[Dataset entries]
-- -- --

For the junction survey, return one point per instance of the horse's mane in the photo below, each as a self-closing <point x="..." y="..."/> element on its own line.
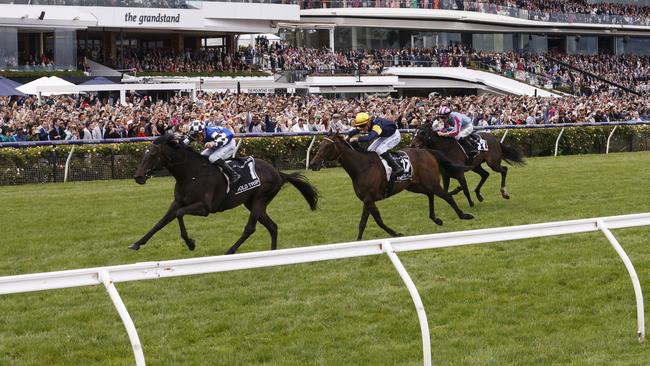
<point x="357" y="150"/>
<point x="173" y="141"/>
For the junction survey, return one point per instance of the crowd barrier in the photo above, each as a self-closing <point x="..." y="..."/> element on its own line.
<point x="102" y="159"/>
<point x="108" y="276"/>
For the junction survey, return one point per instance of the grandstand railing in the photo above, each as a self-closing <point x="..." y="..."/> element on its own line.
<point x="112" y="163"/>
<point x="110" y="275"/>
<point x="409" y="4"/>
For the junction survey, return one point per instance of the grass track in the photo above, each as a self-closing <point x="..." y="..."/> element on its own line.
<point x="564" y="300"/>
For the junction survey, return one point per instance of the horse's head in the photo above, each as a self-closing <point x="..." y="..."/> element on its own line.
<point x="154" y="158"/>
<point x="425" y="135"/>
<point x="326" y="151"/>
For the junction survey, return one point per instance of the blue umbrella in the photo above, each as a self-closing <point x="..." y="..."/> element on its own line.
<point x="8" y="87"/>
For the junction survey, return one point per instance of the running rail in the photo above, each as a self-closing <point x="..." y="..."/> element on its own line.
<point x="108" y="276"/>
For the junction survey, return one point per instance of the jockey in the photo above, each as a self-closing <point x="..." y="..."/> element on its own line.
<point x="458" y="126"/>
<point x="385" y="135"/>
<point x="219" y="145"/>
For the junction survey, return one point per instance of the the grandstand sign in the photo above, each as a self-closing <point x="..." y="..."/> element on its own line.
<point x="151" y="19"/>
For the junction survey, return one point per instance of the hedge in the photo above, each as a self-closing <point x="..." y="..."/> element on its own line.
<point x="119" y="161"/>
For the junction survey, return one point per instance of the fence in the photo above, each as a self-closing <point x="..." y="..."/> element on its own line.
<point x="108" y="276"/>
<point x="101" y="159"/>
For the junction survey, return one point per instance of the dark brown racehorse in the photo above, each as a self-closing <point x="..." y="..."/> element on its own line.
<point x="201" y="190"/>
<point x="369" y="177"/>
<point x="427" y="137"/>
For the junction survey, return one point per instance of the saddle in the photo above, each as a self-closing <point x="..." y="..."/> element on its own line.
<point x="245" y="166"/>
<point x="402" y="159"/>
<point x="473" y="145"/>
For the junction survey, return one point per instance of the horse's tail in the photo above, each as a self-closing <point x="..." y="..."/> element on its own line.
<point x="512" y="155"/>
<point x="452" y="170"/>
<point x="307" y="190"/>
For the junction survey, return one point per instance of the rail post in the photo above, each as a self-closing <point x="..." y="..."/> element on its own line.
<point x="105" y="278"/>
<point x="557" y="141"/>
<point x="417" y="301"/>
<point x="633" y="276"/>
<point x="609" y="138"/>
<point x="313" y="139"/>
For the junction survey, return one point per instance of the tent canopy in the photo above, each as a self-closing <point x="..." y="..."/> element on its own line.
<point x="97" y="81"/>
<point x="30" y="88"/>
<point x="8" y="87"/>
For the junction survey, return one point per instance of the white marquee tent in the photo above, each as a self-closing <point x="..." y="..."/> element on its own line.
<point x="30" y="88"/>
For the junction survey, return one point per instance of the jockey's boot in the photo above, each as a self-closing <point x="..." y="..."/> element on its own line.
<point x="233" y="176"/>
<point x="470" y="147"/>
<point x="397" y="169"/>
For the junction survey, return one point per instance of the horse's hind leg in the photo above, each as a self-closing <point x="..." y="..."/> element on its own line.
<point x="371" y="207"/>
<point x="272" y="227"/>
<point x="463" y="187"/>
<point x="169" y="216"/>
<point x="191" y="244"/>
<point x="450" y="200"/>
<point x="432" y="212"/>
<point x="363" y="222"/>
<point x="497" y="167"/>
<point x="484" y="175"/>
<point x="249" y="229"/>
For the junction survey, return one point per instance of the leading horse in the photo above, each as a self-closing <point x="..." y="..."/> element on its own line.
<point x="201" y="189"/>
<point x="370" y="183"/>
<point x="426" y="136"/>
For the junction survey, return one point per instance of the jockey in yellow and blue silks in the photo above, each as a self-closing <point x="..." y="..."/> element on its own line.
<point x="384" y="136"/>
<point x="219" y="145"/>
<point x="458" y="126"/>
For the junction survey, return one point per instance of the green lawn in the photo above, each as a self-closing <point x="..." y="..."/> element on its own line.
<point x="560" y="300"/>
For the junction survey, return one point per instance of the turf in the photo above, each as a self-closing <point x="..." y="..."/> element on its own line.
<point x="560" y="300"/>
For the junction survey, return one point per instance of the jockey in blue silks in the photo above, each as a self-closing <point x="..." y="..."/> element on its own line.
<point x="458" y="126"/>
<point x="219" y="145"/>
<point x="384" y="136"/>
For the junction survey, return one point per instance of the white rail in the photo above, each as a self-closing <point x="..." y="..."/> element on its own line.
<point x="107" y="276"/>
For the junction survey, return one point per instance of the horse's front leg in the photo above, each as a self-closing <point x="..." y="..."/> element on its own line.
<point x="371" y="207"/>
<point x="362" y="222"/>
<point x="169" y="216"/>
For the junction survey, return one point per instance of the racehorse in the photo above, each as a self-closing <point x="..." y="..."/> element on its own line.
<point x="201" y="189"/>
<point x="370" y="183"/>
<point x="497" y="151"/>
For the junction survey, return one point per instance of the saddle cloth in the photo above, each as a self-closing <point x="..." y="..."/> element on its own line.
<point x="245" y="166"/>
<point x="402" y="159"/>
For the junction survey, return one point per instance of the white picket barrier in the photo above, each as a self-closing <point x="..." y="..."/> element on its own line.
<point x="110" y="275"/>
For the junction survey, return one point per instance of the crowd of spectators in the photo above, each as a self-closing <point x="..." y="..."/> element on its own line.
<point x="70" y="118"/>
<point x="542" y="10"/>
<point x="628" y="71"/>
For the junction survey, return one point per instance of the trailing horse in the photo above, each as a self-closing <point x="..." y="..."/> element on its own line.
<point x="370" y="183"/>
<point x="427" y="137"/>
<point x="201" y="189"/>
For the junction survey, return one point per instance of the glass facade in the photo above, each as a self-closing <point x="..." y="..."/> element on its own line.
<point x="346" y="38"/>
<point x="637" y="46"/>
<point x="65" y="49"/>
<point x="580" y="45"/>
<point x="8" y="47"/>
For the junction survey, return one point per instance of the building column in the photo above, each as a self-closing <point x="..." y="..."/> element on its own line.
<point x="41" y="48"/>
<point x="178" y="42"/>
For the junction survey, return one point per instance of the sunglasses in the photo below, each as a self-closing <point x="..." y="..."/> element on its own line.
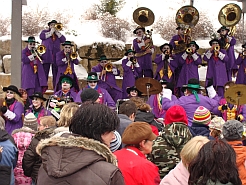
<point x="9" y="92"/>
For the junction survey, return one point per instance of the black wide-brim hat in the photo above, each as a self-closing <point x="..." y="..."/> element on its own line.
<point x="129" y="89"/>
<point x="166" y="44"/>
<point x="139" y="28"/>
<point x="193" y="83"/>
<point x="12" y="88"/>
<point x="66" y="76"/>
<point x="193" y="42"/>
<point x="38" y="95"/>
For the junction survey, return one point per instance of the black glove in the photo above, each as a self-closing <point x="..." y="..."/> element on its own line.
<point x="210" y="82"/>
<point x="224" y="107"/>
<point x="4" y="109"/>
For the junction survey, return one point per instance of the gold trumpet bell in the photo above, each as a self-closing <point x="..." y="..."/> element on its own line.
<point x="143" y="16"/>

-- -- --

> _Task instructions_
Each entry, word for word, belongs in your answer; each picture does not.

> _Result_
For the junction survey, return one point per instance of the horse's mane in the photo below, each as a self-closing <point x="..." y="..."/> element on its own line.
<point x="357" y="150"/>
<point x="173" y="141"/>
For the junction survey, return one point per instance of the crowd barrier in the photo above, each as a self-closing <point x="..." y="..."/> element on its own line.
<point x="102" y="159"/>
<point x="108" y="276"/>
For the junction survey, return one point per instance of the grandstand railing in the photo above, each as a self-closing <point x="..." y="..."/> element on its own line.
<point x="112" y="163"/>
<point x="110" y="275"/>
<point x="409" y="4"/>
For the junction survey, return one point per instance of the grass track in the photo above, each as a self-closing <point x="..." y="..."/> element on its own line.
<point x="564" y="300"/>
For the junction survey, return one point per instance of the horse's head in the photo above, each as a self-closing <point x="..." y="..."/> element on its own line.
<point x="154" y="158"/>
<point x="425" y="135"/>
<point x="326" y="151"/>
For the junction survey, return one point per instance of the blue umbrella in the photo above, each as a self-closing <point x="..." y="..."/> element on its own line.
<point x="8" y="87"/>
For the junction survey, return one point per instance of the running rail in the photo above, each as a self-closing <point x="..." y="..."/> element on its own line.
<point x="108" y="276"/>
For the junction survey, return one point per instance of the jockey in the photo above, each as a self-closing <point x="..." y="..."/> element on its own line.
<point x="458" y="126"/>
<point x="385" y="135"/>
<point x="219" y="145"/>
For the junction survey, return one point per instance of the the grandstand sign in the photo above, each as a self-closing <point x="..." y="..."/> element on its own line.
<point x="151" y="19"/>
For the junction survey, return one point per instance of the hedge in the photo above, each as a self-closing <point x="..." y="..."/> element on its own line.
<point x="119" y="161"/>
For the junction survey, return one point per instance of the fence in the photo above, each as a self-closing <point x="..." y="..."/> element on its own line.
<point x="108" y="276"/>
<point x="101" y="159"/>
For the junction survey, return one point per instance of the dark brown racehorse in the photo above, each as a self-closing <point x="..." y="..."/> element on its own line.
<point x="201" y="190"/>
<point x="369" y="177"/>
<point x="427" y="137"/>
For the junction survey, return one point per instance of the saddle in the photo above, each as a self-closing <point x="..." y="..."/> element on its own line.
<point x="245" y="166"/>
<point x="402" y="159"/>
<point x="473" y="145"/>
For the junction survey, return one point per instance of the horse's tail in the photo above, each as a self-closing <point x="..." y="..."/> element on its own line.
<point x="512" y="155"/>
<point x="452" y="170"/>
<point x="307" y="190"/>
For the junction survey, return one point per instance of the rail post in the photo above, each as a self-closing <point x="..." y="..."/> element on its own line.
<point x="105" y="278"/>
<point x="557" y="141"/>
<point x="417" y="301"/>
<point x="633" y="276"/>
<point x="609" y="138"/>
<point x="313" y="139"/>
For the junction survey, return one point per instance of the tent canopy in the photo above, each as a self-closing <point x="..." y="..."/> element on its own line.
<point x="97" y="81"/>
<point x="30" y="88"/>
<point x="8" y="87"/>
For the junction survey, return one point per instance of the white marquee tent in the photo above, each as a self-closing <point x="..." y="..."/> element on its own line.
<point x="30" y="88"/>
For the junction survey, return one point per instance of the jockey's boot in the photo above, each as a self-closing <point x="..." y="..."/> element on its own line.
<point x="233" y="176"/>
<point x="470" y="147"/>
<point x="397" y="169"/>
For the junction survey, return one point per instance of the horse's hind leg in the photo above, each as a self-closing <point x="..." y="..."/> element on its own line.
<point x="371" y="207"/>
<point x="272" y="227"/>
<point x="463" y="187"/>
<point x="169" y="216"/>
<point x="191" y="244"/>
<point x="450" y="200"/>
<point x="432" y="212"/>
<point x="363" y="222"/>
<point x="497" y="167"/>
<point x="484" y="175"/>
<point x="249" y="229"/>
For the junction survey, return one point per instance of the leading horse in the photo above, each as a self-closing <point x="..." y="..."/> element on its own line.
<point x="201" y="189"/>
<point x="370" y="183"/>
<point x="426" y="136"/>
For the junction survey, return one point per instance of the jockey in yellow and blue silks in the photo above, each as a self-closing <point x="..." y="..."/> element on its own line.
<point x="384" y="136"/>
<point x="219" y="145"/>
<point x="458" y="126"/>
For the junction survey, return one point per instance of the green lawn in the photo above, each as a self-closing <point x="..." y="..."/> element on its own line.
<point x="560" y="300"/>
For the junction survey, return one point per instance of the turf in the photo above, each as a self-closing <point x="..." y="..."/> element on its own line.
<point x="560" y="300"/>
For the junction survey, return one point per instance of the jockey in blue silks in the photo above, each as a self-closing <point x="..." y="..."/> element on its own line.
<point x="458" y="126"/>
<point x="219" y="145"/>
<point x="384" y="136"/>
For the junction survey, return one point per instance of the white rail in the photo above, each as a self-closing <point x="..." y="..."/> element on its own line.
<point x="107" y="276"/>
For the junction survey, return one point per instance of the horse's front leg in the photo above, each as a self-closing <point x="..." y="..."/> element on its own line.
<point x="371" y="207"/>
<point x="362" y="222"/>
<point x="169" y="216"/>
For the junction survey, return one point per instance of the racehorse in the photo above, each as a self-closing <point x="..." y="..."/> element on its own line.
<point x="201" y="189"/>
<point x="370" y="183"/>
<point x="497" y="151"/>
For the junction survey, return one point per instance of the saddle cloth in the photo above, each as a self-closing <point x="..." y="..."/> element on its own line.
<point x="245" y="166"/>
<point x="402" y="159"/>
For the junction survey, return one point per instance of the white picket barrier in the photo above, each as a self-closing <point x="..." y="..."/> element on its own line.
<point x="110" y="275"/>
For the junction survey, return one point per instance of the crowd of spectators in the photo above, each as a self-closing <point x="..." y="..."/> element on its own line.
<point x="70" y="118"/>
<point x="542" y="10"/>
<point x="628" y="71"/>
For the junction survey, return one point per instance of the trailing horse in the photo above, each as a self-closing <point x="..." y="..."/> element on its own line.
<point x="370" y="183"/>
<point x="427" y="137"/>
<point x="201" y="189"/>
For the junction survey, return one point per instance of the glass facade in the photo above, each as a self-closing <point x="..." y="..."/> element on its own line.
<point x="346" y="38"/>
<point x="637" y="46"/>
<point x="65" y="49"/>
<point x="580" y="45"/>
<point x="8" y="47"/>
For the junction survey, return one point per instance of the building column in the photo above, each as a self-closing <point x="..." y="..."/> element on its own line.
<point x="41" y="48"/>
<point x="178" y="42"/>
For the junction survey, return one point per instance of the sunglasses in the photo below, each as a self-closing <point x="..." y="..."/> element on its own line.
<point x="9" y="92"/>
For the junction survey, return one point per instance of the black wide-brim hat in the photo above, each as a self-closing <point x="..." y="..."/> element on its own line.
<point x="129" y="89"/>
<point x="166" y="44"/>
<point x="139" y="28"/>
<point x="193" y="83"/>
<point x="12" y="88"/>
<point x="66" y="76"/>
<point x="193" y="42"/>
<point x="38" y="95"/>
For the junction survey, return one point per instance of the black glove in the photo above, each as a self-closing <point x="..." y="..."/> element on its own line.
<point x="210" y="82"/>
<point x="224" y="107"/>
<point x="4" y="109"/>
For the junction survey, return one point per instance of the gold trumpet bell in the photo above, each as a self-closing <point x="..." y="..."/> element on its own line.
<point x="143" y="16"/>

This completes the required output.